Now that the Northern Pass, a utility company plan to deliver Quebec hydropower to the Massachusetts power market through New Hampshire, is off the table, Central Maine Power is trying to fast-track a similar project through Maine. New Hampshirites understood that damaging their tourist-based economy by blighting their landscape with high-voltage power lines for temporary jobs was not a good deal, and it won’t be here, either.
While many have already written about how this is a bad economic deal for Maine, I want to focus on the project’s environmental impact, specifically countering the notion that this is green power and an appropriate move against climate change.
In bidding for Quebec hydropower, Massachusetts is trying to improve its energy portfolio by shuttering older coal-fired plants and replacing them with “clean” hydro. This looks good on paper, but it is simply outsourcing carbon emissions to Quebec, because Quebec hydropower is not emission free or green. Hydro projects that use large, dammed impoundments are not environmentally friendly. Indeed, the costs can exceed those of fossil fuel-sourced power.
The source of Quebec’s hydro is a series of dams that have flooded the Grand River watershed, a vast expanse of northern Quebec that covers the equivalent of New York state. Under the impounded water sit thousands of square miles of rotting northern spruce-fir forest, and this decay is a major source of carbon dioxide and methane, gases released from plant decomposition. Recall that methane is a very potent greenhouse gas with 30 times the potency of carbon dioxide.

• Supplied material:

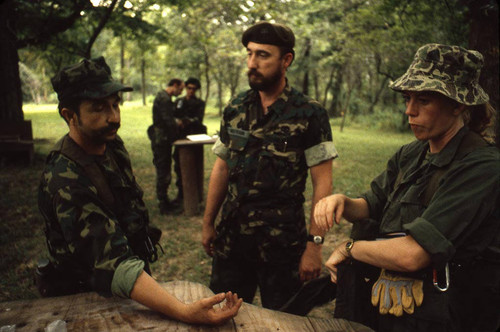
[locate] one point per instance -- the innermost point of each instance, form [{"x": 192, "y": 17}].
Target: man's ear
[
  {"x": 67, "y": 114},
  {"x": 287, "y": 60},
  {"x": 459, "y": 109}
]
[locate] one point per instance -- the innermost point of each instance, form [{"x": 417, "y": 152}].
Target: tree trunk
[
  {"x": 483, "y": 37},
  {"x": 143, "y": 79},
  {"x": 99, "y": 28},
  {"x": 11, "y": 102},
  {"x": 305, "y": 82},
  {"x": 346, "y": 108},
  {"x": 381, "y": 88},
  {"x": 207, "y": 74}
]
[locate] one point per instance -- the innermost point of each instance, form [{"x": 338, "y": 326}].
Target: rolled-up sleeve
[{"x": 126, "y": 275}]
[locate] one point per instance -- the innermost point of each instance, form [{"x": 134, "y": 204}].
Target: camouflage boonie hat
[
  {"x": 88, "y": 79},
  {"x": 450, "y": 70}
]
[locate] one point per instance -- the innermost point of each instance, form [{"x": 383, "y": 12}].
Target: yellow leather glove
[{"x": 395, "y": 293}]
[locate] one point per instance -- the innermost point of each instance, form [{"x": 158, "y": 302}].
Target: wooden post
[{"x": 189, "y": 158}]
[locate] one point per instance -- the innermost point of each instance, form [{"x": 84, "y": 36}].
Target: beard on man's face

• Exercise tasks:
**A.** In the opinion piece on Quebec hydropower, what area is the flooded Grand River watershed said to equal in size?
**B.** Continue the opinion piece on Quebec hydropower from its last sentence.

• Responses by task:
**A.** It covers the equivalent of New York state.

**B.**
In studied examples of dams comparable to the James Bay Project on the Grand River, the net result is the release of more greenhouse gas emissions than would have been emitted from fossil fuels, even at the levels of an outdated plant. This was the conclusion of a study of a large dam system in Brazil, where the greenhouse effect of emissions from the Curua-Una dam was more than 3½ times what would have been produced by generating the same amount of electricity from oil.
But that is not all. Plant decomposition on a massive scale produces toxic amounts of mercury. Now, mercury occurs naturally, and it is constantly released from decaying vegetation, but with decomposition on this scale, the mercury contamination is far beyond the cleaning capacity of natural systems. As a result, there has been widespread contamination of fish and animal stocks throughout the Grand River region. Not only are many fishing areas now flooded, but the fish themselves are not safe to eat and local Cree and Innu continue to have mercury levels in their bloodstream nearly 50 years after the construction.
Opposition by New Hampshire environmental groups was wide and deep. The agricultural community, residents, towns and dozens of major and minor environmental groups all took a stand against the Northern Pass as an eyesore and tourism killer. Despite the claims about jobs and other economic windfalls, there was no way to sugar coat 192 miles of 145-foot towers in a 400-foot swathe down the spine of the state.
The same is true here in Maine. The construction jobs will be temporary, but the effect on the landscape of 145 miles of high-voltage power lines will be permanent. While it is true that existing rights of way will be used where possible, much of the line will be widened and 50 miles added from scratch.
In the course of the 145 miles, there will be three crossings of the Appalachian Trail, one of the Kennebec River gorge, and hundreds of crossings of fishing streams, wetlands and lakes. We give that up so that Central Maine Power can have a $950 million contract all the while failing to demonstrate that the power is green.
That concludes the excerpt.